» **DOCUMENT EXTRACT**
■ ■ ■ ■ ■

Guthy Jackson Charitable Foundation: Grants for Diseases

OVERVIEW: This funder exclusively supports prevention, treatment and cure research for Neuromyelitis Optica (NMO) Spectrum Disease. It funds prominent research facilities and institutions of higher education.

IP TAKE: With such a narrow focus, it is easy for grantseekers to determine whether they are eligible for this funder’s support, and the foundation accepts applications year-round.

PROFILE: Like many disease-focused foundations, the Guthy Jackson Charitable Foundation began with a family crisis. Victoria Jackson and Bill Guthy’s daughter was diagnosed with Neuromyelitis Optica (NMO) Spectrum Disease in 2008. This is an incurable, yet treatable, autoimmune disorder that causes the body’s immune system to attack its own healthy cells, often in the optic nerves and spinal cord. Since little research was available about the disease, they created a foundation dedicated to funding basic science research to find answers that will lead to the prevention, clinical treatment programs and ultimately a cure. The foundation offers Research Grants and also supports a number of Special Projects.

■ ■ ■ ■ ■

» **DATASET CONTENT**

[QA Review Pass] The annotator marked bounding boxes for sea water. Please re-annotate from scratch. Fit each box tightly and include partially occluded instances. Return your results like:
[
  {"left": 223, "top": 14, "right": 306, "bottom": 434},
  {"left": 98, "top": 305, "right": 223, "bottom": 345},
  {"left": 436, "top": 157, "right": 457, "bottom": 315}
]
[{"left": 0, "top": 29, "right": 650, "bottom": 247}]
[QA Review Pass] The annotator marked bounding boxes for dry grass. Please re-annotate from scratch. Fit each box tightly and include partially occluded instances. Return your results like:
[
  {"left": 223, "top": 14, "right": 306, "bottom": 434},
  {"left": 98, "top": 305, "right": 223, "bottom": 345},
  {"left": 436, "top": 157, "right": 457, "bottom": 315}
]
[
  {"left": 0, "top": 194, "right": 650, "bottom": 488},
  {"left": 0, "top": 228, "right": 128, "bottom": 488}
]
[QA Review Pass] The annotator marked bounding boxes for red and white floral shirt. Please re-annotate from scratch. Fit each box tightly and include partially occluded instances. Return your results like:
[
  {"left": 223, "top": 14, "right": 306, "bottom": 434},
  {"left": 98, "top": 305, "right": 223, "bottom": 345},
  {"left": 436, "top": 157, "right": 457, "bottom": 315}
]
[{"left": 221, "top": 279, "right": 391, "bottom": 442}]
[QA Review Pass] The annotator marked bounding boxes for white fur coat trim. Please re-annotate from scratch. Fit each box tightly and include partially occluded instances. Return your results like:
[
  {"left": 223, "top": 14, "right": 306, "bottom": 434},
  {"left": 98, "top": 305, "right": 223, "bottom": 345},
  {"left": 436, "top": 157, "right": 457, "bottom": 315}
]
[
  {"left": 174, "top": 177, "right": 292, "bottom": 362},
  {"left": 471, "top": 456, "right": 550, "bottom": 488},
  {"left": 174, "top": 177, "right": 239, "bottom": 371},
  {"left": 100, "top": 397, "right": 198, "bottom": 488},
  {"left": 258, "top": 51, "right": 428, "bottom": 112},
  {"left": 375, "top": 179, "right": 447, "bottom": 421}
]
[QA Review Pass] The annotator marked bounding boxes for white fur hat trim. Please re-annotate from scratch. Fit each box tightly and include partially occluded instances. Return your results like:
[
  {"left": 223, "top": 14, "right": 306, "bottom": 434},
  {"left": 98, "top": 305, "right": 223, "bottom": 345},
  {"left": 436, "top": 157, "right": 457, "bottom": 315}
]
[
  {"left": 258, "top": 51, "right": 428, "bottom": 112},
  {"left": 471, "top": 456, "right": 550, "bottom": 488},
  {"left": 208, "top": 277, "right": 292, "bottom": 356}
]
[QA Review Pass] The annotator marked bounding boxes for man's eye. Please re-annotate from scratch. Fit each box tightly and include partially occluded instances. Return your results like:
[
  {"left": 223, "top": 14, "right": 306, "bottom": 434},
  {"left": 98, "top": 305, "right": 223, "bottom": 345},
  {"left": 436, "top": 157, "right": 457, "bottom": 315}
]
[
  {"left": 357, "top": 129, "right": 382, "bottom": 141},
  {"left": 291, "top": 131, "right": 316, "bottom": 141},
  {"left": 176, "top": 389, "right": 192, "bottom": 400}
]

■ ■ ■ ■ ■

» **ACTIVITY A**
Extract the passage of the Guthy Jackson Charitable Foundation profile from "Guthy Jackson Charitable Foundation: Grants" to "of higher education.".
» **ACTIVITY B**
Continue the Guthy Jackson Charitable Foundation profile from its last sentence.

» **WRITTEN REPLY A**
Guthy Jackson Charitable Foundation: Grants for Diseases

OVERVIEW: This funder exclusively supports prevention, treatment and cure research for Neuromyelitis Optica (NMO) Spectrum Disease. It funds prominent research facilities and institutions of higher education.

» **WRITTEN REPLY B**
GJCF is dedicated to “the quest to understand the pathophysiology and biochemistry of Neuromyelitis Optica (NMO) Spectrum Disorder.” Its Research Grants come in three varieties. Eureka Grants support high-risk research that aims to “uncover a fundamentally new concept in NMOSD.” It prioritizes research that is “hypothesis generating, proof-of-concept establishing, pilot study, or equivalent.” Cure Grants support translational or clinical research projects with the potential for a “beneficial impact on NMOSD patients.” Consilience Grants are intended to leverage the “the complementary knowledge from two or more collaborative investigators at distinct institutions and with complementary skill sets to advance solutions for NMOSD.”

GJCF’s Special Projects include the Collaborative International Research in Clinical and Longitudinal Experience in NMO Studies (CIRCLES) Biorepository of “longitudinally-collected data and bio samples from subjects with NMO,” and the International Clinical Consortium to “promote the discovery, development and delivery of improved medicines, therapeutic strategies and diagnostic tools to ultimately cure NMO.”

GJCF’s research grants generally range from $50,000 to $100,000. A list of the individual researchers supported by the foundation can be viewed on Guthy Jackson’s website.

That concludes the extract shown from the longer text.